> **Set exercise A**
Reproduce the section of the Blick am Abend article that starts at the words "Blick am Abend, based" and stops after "the same year.", copying every character unchanged.

> **Document segment**
^^^^
Blick am Abend was a German free evening newspaper published in Switzerland and based in Zürich. It existed between 2008 and 2018.

History and profile
Blick am Abend was first published on 1 June 2008 as a successor to the afternoon free daily Heute.

Blick am Abend, based in Zürich, was a free newspaper owned by Ringier. It was an evening newspaper published in tabloid format. Peter Röthlisberger was the editor-in-chief of the daily. Its sister newspaper was Blick, a leading daily in the country. 

In 2008 Blick am Abend started a biweekly legal column which answers the reader questions. Until 2009 the daily had editions in Zurich, Berne and Basle. St. Gallen and Luzern/Zug editions were started in 2009. In December 2013 the paper launched its online edition.

The audited circulation of Blick am Abend in 2008 was 211,000 copies. The paper had a circulation of 225,226 copies in 2009. Its was 329,418 copies in 2010, and its readership was 604,000 the same year.
^^^^
> **Supplied data**
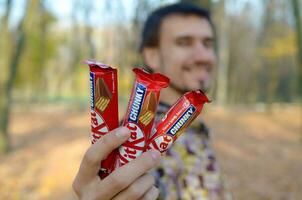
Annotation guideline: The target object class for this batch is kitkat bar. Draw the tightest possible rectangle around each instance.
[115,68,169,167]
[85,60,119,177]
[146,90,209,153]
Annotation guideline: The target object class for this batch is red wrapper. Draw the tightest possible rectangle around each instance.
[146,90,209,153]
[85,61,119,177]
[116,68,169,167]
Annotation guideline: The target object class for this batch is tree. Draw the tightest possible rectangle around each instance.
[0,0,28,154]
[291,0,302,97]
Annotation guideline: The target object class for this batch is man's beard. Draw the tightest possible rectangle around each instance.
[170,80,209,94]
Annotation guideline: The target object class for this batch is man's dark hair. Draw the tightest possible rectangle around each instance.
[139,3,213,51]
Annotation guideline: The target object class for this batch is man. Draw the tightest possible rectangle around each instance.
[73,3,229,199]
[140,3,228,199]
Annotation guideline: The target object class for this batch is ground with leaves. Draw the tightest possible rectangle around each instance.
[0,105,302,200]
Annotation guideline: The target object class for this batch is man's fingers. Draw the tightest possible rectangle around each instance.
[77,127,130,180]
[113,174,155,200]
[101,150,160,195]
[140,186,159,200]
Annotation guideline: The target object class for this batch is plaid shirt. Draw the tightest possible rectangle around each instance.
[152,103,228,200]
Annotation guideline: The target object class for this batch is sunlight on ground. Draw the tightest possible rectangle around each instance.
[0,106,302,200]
^^^^
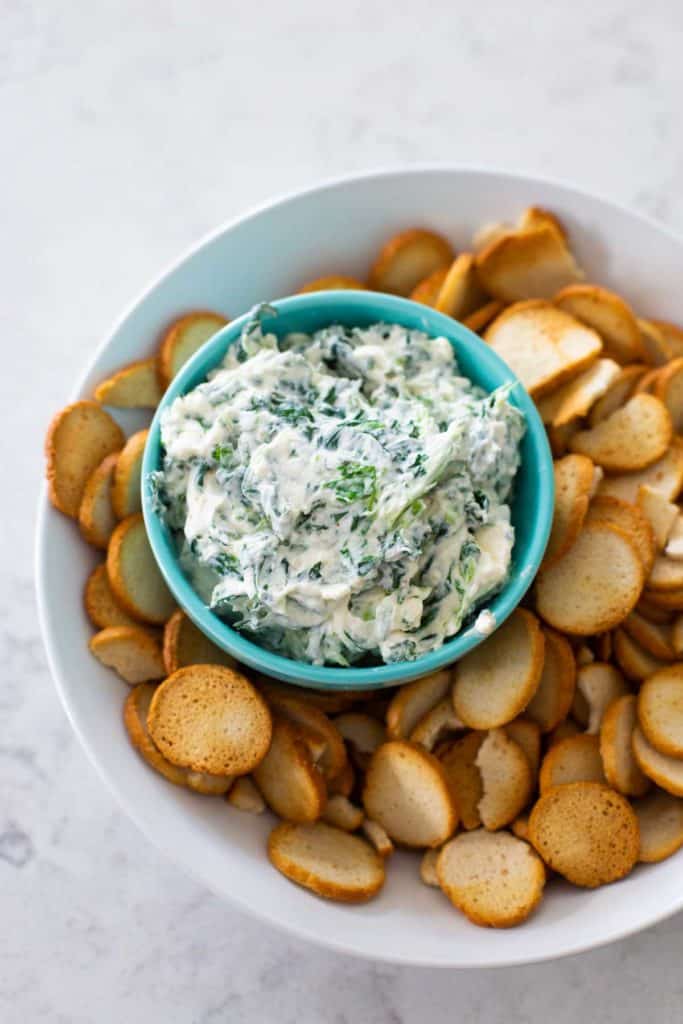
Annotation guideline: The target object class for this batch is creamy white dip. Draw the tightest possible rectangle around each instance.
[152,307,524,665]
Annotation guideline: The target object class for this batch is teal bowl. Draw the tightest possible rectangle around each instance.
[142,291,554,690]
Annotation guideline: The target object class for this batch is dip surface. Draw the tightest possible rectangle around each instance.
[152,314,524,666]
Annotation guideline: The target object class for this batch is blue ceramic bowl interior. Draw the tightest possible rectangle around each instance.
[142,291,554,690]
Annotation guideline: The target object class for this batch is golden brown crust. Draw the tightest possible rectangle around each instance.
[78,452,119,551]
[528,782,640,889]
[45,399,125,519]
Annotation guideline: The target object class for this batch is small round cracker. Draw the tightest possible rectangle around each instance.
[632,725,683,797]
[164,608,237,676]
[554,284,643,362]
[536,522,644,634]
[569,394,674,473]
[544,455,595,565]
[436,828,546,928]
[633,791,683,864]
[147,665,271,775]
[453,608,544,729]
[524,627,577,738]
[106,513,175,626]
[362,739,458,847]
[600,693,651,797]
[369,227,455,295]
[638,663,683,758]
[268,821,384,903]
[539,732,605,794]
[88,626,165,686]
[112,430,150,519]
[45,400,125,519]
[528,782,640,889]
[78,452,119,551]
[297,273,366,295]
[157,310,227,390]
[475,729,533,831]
^^^^
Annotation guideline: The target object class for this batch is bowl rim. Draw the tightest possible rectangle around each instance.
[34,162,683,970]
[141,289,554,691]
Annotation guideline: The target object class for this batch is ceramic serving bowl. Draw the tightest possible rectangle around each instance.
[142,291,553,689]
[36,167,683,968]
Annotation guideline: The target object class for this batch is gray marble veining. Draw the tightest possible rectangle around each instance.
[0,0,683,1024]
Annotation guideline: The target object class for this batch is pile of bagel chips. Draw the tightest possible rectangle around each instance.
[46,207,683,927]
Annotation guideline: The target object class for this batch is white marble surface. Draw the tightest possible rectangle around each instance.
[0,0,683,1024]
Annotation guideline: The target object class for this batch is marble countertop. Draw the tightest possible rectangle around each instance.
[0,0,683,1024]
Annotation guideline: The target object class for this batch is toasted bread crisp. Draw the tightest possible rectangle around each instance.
^^^^
> **Set exercise B**
From the records, write out the lines beginning with the one containing "batch is small" and ending after the one containing "[475,729,533,831]", both included and each line unchanged.

> **Output A**
Blick am Abend, based in Zürich, was a free newspaper owned by Ringier. It was an evening newspaper published in tabloid format. Peter Röthlisberger was the editor-in-chief of the daily. Its sister newspaper was Blick, a leading daily in the country. 

In 2008 Blick am Abend started a biweekly legal column which answers the reader questions. Until 2009 the daily had editions in Zurich, Berne and Basle. St. Gallen and Luzern/Zug editions were started in 2009. In December 2013 the paper launched its online edition.

The audited circulation of Blick am Abend in 2008 was 211,000 copies. The paper had a circulation of 225,226 copies in 2009. Its was 329,418 copies in 2010, and its readership was 604,000 the same year.

> **Output B**
Annotation guideline: The target object class for this batch is small round cracker. Draw the tightest possible rectangle around each instance.
[632,725,683,797]
[164,608,237,676]
[554,284,643,362]
[536,522,644,634]
[569,394,674,473]
[544,455,595,565]
[436,828,546,928]
[633,791,683,864]
[147,665,271,775]
[453,608,544,729]
[524,627,577,738]
[106,513,175,626]
[362,739,458,847]
[600,693,651,797]
[369,227,455,295]
[638,663,683,758]
[268,821,384,903]
[539,732,605,794]
[88,626,165,686]
[112,430,150,519]
[45,400,125,519]
[528,782,640,889]
[78,452,119,551]
[297,273,366,295]
[157,310,227,390]
[475,729,533,831]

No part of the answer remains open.